_Direction 1_
In the rows of labeled polygon outlines below, change every "even-odd" to "nonzero" and reproduce the rows otherwise unchanged. Omit the pictures from your output.

_Text excerpt_

-*-

Monday, September 29, 2008

Go here instead.

Yes, someday I will do this blog. It's the one I really wanted to do and love the idea still, but it will just have to wait a bit longer.

In the meantime, I am directing my energy here:

http://97thingstodobeforeiturn97.blogspot.com/

And I'm not sure why I posted this -- no one's ever read it.

Sigh. Someday.

xoxo

Friday, November 23, 2007

FINALLY.

This is something I have been wanting to do for so long, but have been so lame about it. Maybe it's just plain laziness (always an option with me) or the usual writer's block or whatever, but the thing that's been holding me up: a dressmaker's dummy so I can shape this blog into what I want. I've logged in here, looked at the forlorn little entries and thought, "someday." I tried to take pictures of my dresses on the hangers -- BAD. I've looked on eBay, craigslist, antique stores, begged my old boss for hers...

And finally, I won one today!
formform2

It's not thee perfect one -- my boss won't give hers up -- but it's workable. I can't wait to get it.

And so now, here is my new year's resolution: I. Will. Do. This.

Saturday, July 7, 2007

Dress Form

Ohhh, I have such grandiose ideas for this blog, and one thing is holding me back (other than procrastination, but so what else is new): a dressmaker form. I've tried to take pictures of some of my clothes on hangers, and they look terrible. I need a form. Oh, I know, I need to WRITE, but I'm set on my idea.

Just a quick update to keep me honest.

Friday, February 16, 2007

Beginnings

A few months ago, I was moving out of the apartment I'd lived in for ten years -- a two bedroom apartment that was all mine and had massive closets. MASSIVE. The whole reason I had moved into that apartment was for those closets; the neighborhood was dodgy, the building itself was an ugly, blocky late 50's behemoth that lacked any sort of charm that can be easily found in the San Francisco Bay Area. Ohhhh... but the closets -- all six of them. Amazing.

As I packed my eight hundred tons of clothes (I worked in a vintage shop for 8 years, and, after all, I had the closet space to hold it), I sobbed. I was moving into a house with tiny, narrow closets, with a boyfriend who, after all, had clothes, too. We would have to SHARE CLOSET SPACE. I envisioned the Bradys moving in together, where Mike and Carol battled over the shoe marker, but finally compromised straight down the middle with hugs and laughter. This did not happen in our case -- I got the "bigger" closet in the bedroom, and he took the one in the study. Having the bigger closet didn't solve the problem -- it barely fit my skirts, blouses and Pendleton jackets, and my rolling racks full of vintage dresses and coats wound up in the garage and other bedroom.

I probably could have gotten rid of a lot more clothes than I did when we moved, but the ones I sold at my garage sale made me want to cry. It wasn't the fact that I was clearing out and starting fresh (and that I would NEVER fit into a 26 inch waist again), but that everything had a special meaning for me. A bright yellow cotton circle skirt with painted abstract boats went to a rockabilly girl, and as I took her money I said, "Oh, I love that skirt! I got that my freshman year in college on Melrose at Jet Rag, and that's what I was wearing when I broke up with my first gay fiance!" She looked at me like, "ohhhhh-kaaaaaay..." Another girl got the story of a raggedy leopard coat with pink hairdye on the collar, and yet another girl had to hear about how I bought the polka dotted 60's bathing suit in a thrift store in Las Vegas with an optimism that my thighs never matched. And so on. All day long.

-*-

_Stored records_
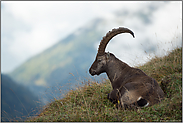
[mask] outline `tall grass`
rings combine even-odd
[[[36,122],[112,122],[112,121],[182,121],[182,48],[164,57],[155,57],[139,66],[146,74],[158,81],[165,92],[165,99],[151,107],[123,110],[116,108],[108,99],[112,90],[109,80],[102,82],[88,79],[62,99],[47,104],[41,113],[27,121]]]

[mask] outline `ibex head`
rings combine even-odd
[[[105,53],[105,48],[109,41],[114,36],[120,33],[130,33],[133,37],[135,37],[134,33],[128,28],[119,27],[118,29],[113,29],[112,31],[109,31],[106,36],[104,36],[101,40],[96,59],[89,69],[89,72],[92,76],[100,75],[101,73],[106,72],[107,62],[109,60],[110,54]]]

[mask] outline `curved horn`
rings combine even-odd
[[[99,45],[99,48],[98,48],[97,56],[103,55],[104,52],[105,52],[105,48],[106,48],[108,42],[114,36],[116,36],[117,34],[120,34],[120,33],[130,33],[135,38],[134,33],[131,30],[129,30],[128,28],[119,27],[118,29],[113,29],[112,31],[109,31],[106,34],[106,36],[104,36],[103,39],[101,40],[100,45]]]

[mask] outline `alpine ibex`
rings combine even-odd
[[[113,88],[108,99],[113,103],[120,102],[123,107],[146,107],[160,102],[164,92],[156,80],[120,61],[112,53],[105,52],[108,42],[120,33],[130,33],[135,37],[128,28],[109,31],[100,42],[96,59],[89,69],[90,74],[94,76],[106,72]]]

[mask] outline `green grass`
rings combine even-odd
[[[76,90],[70,90],[63,99],[55,99],[46,105],[35,122],[181,122],[182,121],[182,48],[168,56],[155,57],[138,68],[158,81],[165,99],[156,105],[142,109],[115,108],[107,94],[112,90],[109,80],[98,83],[82,82]]]

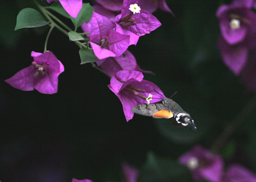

-*-

_Direction 2_
Pick up the blog entry above about moving out and parting with vintage clothes, and continue it from its final sentence.

_Final answer 1_
[mask] outline `tall grass`
rings combine nonzero
[[[36,122],[112,122],[112,121],[182,121],[182,48],[164,57],[155,57],[139,66],[146,74],[158,81],[165,92],[165,99],[151,107],[123,110],[116,108],[108,99],[112,90],[109,80],[102,82],[88,79],[62,99],[47,104],[41,113],[27,121]]]

[mask] outline `ibex head`
rings combine nonzero
[[[105,53],[105,48],[109,41],[114,36],[120,33],[130,33],[133,37],[135,37],[134,33],[128,28],[119,27],[118,29],[113,29],[112,31],[109,31],[106,36],[104,36],[101,40],[96,59],[89,69],[89,72],[92,76],[100,75],[101,73],[106,72],[107,62],[109,60],[110,54]]]

[mask] outline `curved horn`
rings combine nonzero
[[[99,45],[99,48],[98,48],[97,56],[103,55],[104,52],[105,52],[105,48],[106,48],[108,42],[114,36],[116,36],[117,34],[120,34],[120,33],[130,33],[135,38],[134,33],[131,30],[129,30],[128,28],[119,27],[118,29],[113,29],[112,31],[109,31],[106,34],[106,36],[104,36],[103,39],[101,40],[100,45]]]

[mask] outline `alpine ibex`
rings combine nonzero
[[[113,88],[108,99],[113,103],[120,102],[123,107],[146,107],[160,102],[164,92],[156,80],[120,61],[112,53],[105,52],[108,42],[120,33],[130,33],[135,37],[128,28],[109,31],[100,42],[96,59],[89,69],[90,74],[94,76],[106,72]]]

[mask] outline `green grass`
rings combine nonzero
[[[76,90],[70,90],[63,99],[55,99],[46,105],[35,122],[181,122],[182,121],[182,48],[168,56],[155,57],[138,68],[158,81],[165,99],[156,105],[142,109],[115,108],[107,94],[112,90],[109,80],[98,83],[82,82]]]

_Final answer 2_
"My clothes are more of a journal than my lj is," I wrote on my (long neglected) livejournal a few days later. "You'd better use that as a book/essay/story," my friend commented back. I had been thinking about it, but it took me a long time to get here. In the meantime I read a book I found in a perfect used bookstore in New Orleans called "Love, Loss and What I Wore" with the same kind of premise. So the book's been done, and I'm sure the blog has been done to death, too, but I want to begin.

I've gotten rid of many clothes in the past, and some of them I still feel their absence acutely. The ones I have left -- the gold lame, the rayon prints, the whimsical and the plain -- they don't all get worn anymore (like I said, the 26 inch waist is a thing of the past), but they still have stories to tell. They aren't the cream of the crop -- I have no Balenciaga, Mainbocher, or even Chanel (except a faux T-Shirt that I wore when I was Eddie from "AbFab" for Halloween), and not even anything terribly fabulous. Most of my clothes have seam splits, stains, and pilling -- I couldn't even get 5 bucks for them on Ebay. I used to agonize over the flaws, but I realize now that those flaws came from wearing them, and that's where the stories are. The rip at the waist of my favorite cotton dress, awkwardly patched, came from the time my friend Matt and I found Herve Villechaize's handprints (ala Mann's Chinese Theater) South of Market late one night -- I was laughing so hard I ripped the skirt from the bodice. (Damn cotton thread.) Or the rayon print dress, that was once crisp and now limp, lost its pleats from the scorching hot day we tried to find where the Black Dahlia was buried, and hand washing didn't do the trick. Instead of lamenting the dress' former crispness, I laugh at how weird that day was.

And that's just as good.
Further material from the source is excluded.